Supplied records below:

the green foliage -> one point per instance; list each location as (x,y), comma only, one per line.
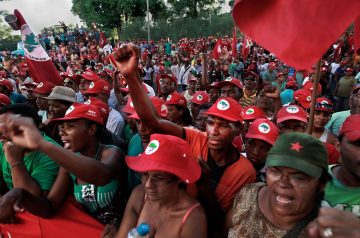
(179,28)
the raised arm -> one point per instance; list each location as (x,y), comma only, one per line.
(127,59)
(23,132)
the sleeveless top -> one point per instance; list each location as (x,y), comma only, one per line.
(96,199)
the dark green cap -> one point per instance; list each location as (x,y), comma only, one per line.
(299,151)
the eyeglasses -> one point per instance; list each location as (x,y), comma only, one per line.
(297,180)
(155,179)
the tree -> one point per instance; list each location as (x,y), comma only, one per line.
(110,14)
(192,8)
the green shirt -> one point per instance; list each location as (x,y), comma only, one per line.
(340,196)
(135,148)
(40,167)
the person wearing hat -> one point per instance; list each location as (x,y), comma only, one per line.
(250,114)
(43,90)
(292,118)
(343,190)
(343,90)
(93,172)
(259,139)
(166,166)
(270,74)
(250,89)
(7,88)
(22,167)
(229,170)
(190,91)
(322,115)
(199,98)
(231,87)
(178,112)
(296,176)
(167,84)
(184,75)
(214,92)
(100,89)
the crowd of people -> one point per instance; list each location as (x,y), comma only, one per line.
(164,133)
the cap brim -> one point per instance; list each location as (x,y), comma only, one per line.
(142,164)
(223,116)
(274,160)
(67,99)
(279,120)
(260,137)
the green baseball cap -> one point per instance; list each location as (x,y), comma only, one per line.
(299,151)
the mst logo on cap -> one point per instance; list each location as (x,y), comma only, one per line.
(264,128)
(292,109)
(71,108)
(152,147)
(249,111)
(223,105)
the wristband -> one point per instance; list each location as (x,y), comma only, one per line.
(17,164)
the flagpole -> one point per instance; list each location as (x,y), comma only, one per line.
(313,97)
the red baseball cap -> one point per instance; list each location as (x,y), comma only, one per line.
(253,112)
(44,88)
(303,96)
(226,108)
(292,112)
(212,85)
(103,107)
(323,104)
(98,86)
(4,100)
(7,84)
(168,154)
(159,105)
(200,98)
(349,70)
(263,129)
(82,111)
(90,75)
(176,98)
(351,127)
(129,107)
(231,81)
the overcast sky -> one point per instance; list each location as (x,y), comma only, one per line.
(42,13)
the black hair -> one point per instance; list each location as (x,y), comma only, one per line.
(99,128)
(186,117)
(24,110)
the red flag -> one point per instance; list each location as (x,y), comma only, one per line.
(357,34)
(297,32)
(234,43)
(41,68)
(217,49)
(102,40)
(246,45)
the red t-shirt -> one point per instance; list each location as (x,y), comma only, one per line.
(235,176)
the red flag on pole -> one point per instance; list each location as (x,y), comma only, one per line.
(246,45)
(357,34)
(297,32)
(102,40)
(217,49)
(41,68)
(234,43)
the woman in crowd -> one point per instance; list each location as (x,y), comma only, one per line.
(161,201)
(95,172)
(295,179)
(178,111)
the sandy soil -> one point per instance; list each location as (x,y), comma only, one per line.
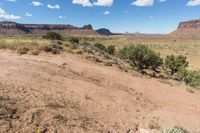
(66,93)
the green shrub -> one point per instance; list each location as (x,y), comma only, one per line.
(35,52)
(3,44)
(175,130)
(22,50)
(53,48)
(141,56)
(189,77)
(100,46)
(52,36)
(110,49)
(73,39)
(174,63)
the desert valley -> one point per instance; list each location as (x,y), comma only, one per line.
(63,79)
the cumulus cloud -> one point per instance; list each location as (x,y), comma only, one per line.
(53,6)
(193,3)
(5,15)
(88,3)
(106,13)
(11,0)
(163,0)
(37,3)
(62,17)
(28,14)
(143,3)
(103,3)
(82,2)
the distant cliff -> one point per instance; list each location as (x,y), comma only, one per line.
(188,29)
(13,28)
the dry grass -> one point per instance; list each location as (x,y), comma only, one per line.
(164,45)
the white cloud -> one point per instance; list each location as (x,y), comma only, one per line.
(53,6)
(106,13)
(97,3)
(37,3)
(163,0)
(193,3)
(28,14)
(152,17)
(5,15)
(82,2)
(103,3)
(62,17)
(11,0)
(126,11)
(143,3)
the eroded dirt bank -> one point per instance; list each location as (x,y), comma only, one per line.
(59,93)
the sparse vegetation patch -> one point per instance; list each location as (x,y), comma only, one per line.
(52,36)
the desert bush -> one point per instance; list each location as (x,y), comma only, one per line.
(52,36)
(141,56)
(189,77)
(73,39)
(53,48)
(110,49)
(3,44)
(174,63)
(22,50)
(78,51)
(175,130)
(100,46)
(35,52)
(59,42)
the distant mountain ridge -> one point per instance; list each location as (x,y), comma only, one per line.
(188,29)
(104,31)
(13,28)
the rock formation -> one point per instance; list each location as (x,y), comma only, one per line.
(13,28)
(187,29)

End of Supplied records.

*Work task*. Copy the entries exactly. No pictures.

*Solution to this task*.
the green foliage -> one point per instance; list each location as (x,y), comma only, one per line.
(179,28)
the raised arm -> one point per instance; list each location as (x,y), comma only, one per line.
(127,59)
(23,132)
the sleeveless top -> one point per instance; list each location as (x,y), comma only, one per line.
(96,199)
the dark green cap -> one point per instance; list each location as (x,y), comma only, one per line.
(299,151)
the eyeglasses -> one point per instance; list each location as (x,y), comma only, one per line.
(297,180)
(155,179)
the tree -> one point per instance; list each location as (x,y), comma only, one per line.
(110,14)
(192,8)
the green shirt -> one point per instance; list each location as (x,y), comma only, one per line.
(340,196)
(135,148)
(40,167)
the person wearing hat -> one point per instance; list each location as (x,y), comma only, one per line.
(250,114)
(43,90)
(292,118)
(343,190)
(343,90)
(93,172)
(259,139)
(166,166)
(270,74)
(250,89)
(7,88)
(22,167)
(229,170)
(190,91)
(322,115)
(199,98)
(231,87)
(178,112)
(296,176)
(167,84)
(184,75)
(214,92)
(100,89)
the crowd of people -> one point per instance; list each location as (x,y), comma only, one per line.
(164,133)
the cap brim -> one point per instance; list each location as (x,y), comma only, one per line.
(142,164)
(223,116)
(274,160)
(67,99)
(279,120)
(260,137)
the green baseball cap -> one point per instance; list each location as (x,y), comma only, one per line.
(299,151)
the mst logo on cap -> one point per instance; list each location as (x,y), comma only, one per line.
(264,128)
(292,109)
(71,108)
(152,147)
(249,111)
(223,105)
the wristband -> one point per instance; list each location as (x,y), comma only, one per line.
(17,164)
the flagpole -> one point per instance; list each location as (x,y), comma only, one per line.
(313,97)
the red baseball cap -> one point per instance; list each location as (x,y), comma only, one per line.
(253,112)
(44,88)
(303,96)
(226,108)
(292,112)
(212,85)
(103,107)
(323,104)
(98,86)
(4,100)
(7,84)
(168,154)
(159,105)
(200,98)
(349,70)
(263,129)
(82,111)
(90,75)
(176,98)
(351,127)
(129,107)
(231,81)
the overcast sky -> one point per instance; list each location as (x,y), comma only, one per line.
(42,13)
the black hair -> one point per instance; list each location as (x,y), comma only, one per line.
(99,128)
(186,117)
(24,110)
the red flag -> one point per instance; list each location as (x,y), comma only, one per line.
(357,34)
(297,32)
(234,43)
(41,68)
(217,49)
(102,40)
(246,45)
the red t-shirt -> one point per instance; list each location as (x,y), comma only, one per line.
(235,176)
the red flag on pole -> one point per instance; list each location as (x,y), comma only, one per line.
(246,45)
(357,34)
(297,32)
(102,40)
(217,49)
(41,68)
(234,43)
the woman in crowd -> one point per instance; list each location as (x,y), comma only, one per line.
(161,201)
(95,172)
(295,179)
(178,111)
the sandy soil -> one point per instance; list each location as (x,y), comma only, one per line.
(66,93)
the green shrub -> one point per instance; list each location as (x,y), comma only, one per line.
(35,52)
(3,44)
(175,130)
(22,50)
(53,48)
(141,56)
(189,77)
(100,46)
(52,36)
(110,49)
(73,39)
(174,63)
the desert valley -> one point per instance; list each location as (x,y), comma only, one per line.
(63,79)
the cumulus cloud -> one point per instance; list each location as (x,y), comma only, one per line.
(53,6)
(193,3)
(5,15)
(88,3)
(106,13)
(11,0)
(163,0)
(37,3)
(62,17)
(28,14)
(143,3)
(103,3)
(82,2)
the distant cliff -> one point per instance; list each location as (x,y), comma only, one per line.
(188,29)
(13,28)
the dry grass -> one point per instance; list each location as (x,y), comma only, one per line.
(164,45)
the white cloud -> one point per instance; list each location as (x,y), comma only, one per line.
(53,6)
(106,13)
(97,3)
(37,3)
(163,0)
(193,3)
(28,14)
(152,17)
(5,15)
(82,2)
(103,3)
(62,17)
(11,0)
(126,11)
(143,3)
the eroded dirt bank -> one point per instance; list each location as (x,y), comma only, one per line.
(59,93)
the sparse vegetation patch -> one point per instance; list each location as (x,y), comma only, one per line.
(52,36)
the desert bush -> one point per instance; list each location as (x,y), comma only, one per line.
(52,36)
(141,56)
(189,77)
(73,39)
(53,48)
(110,49)
(3,44)
(174,63)
(22,50)
(78,51)
(175,130)
(100,46)
(35,52)
(59,42)
the distant mountain ridge -> one point per instance; list each location as (x,y), comma only, one per line.
(188,29)
(104,31)
(13,28)
the rock formation -> one point per instance; list each location as (x,y), comma only, one per line.
(13,28)
(187,29)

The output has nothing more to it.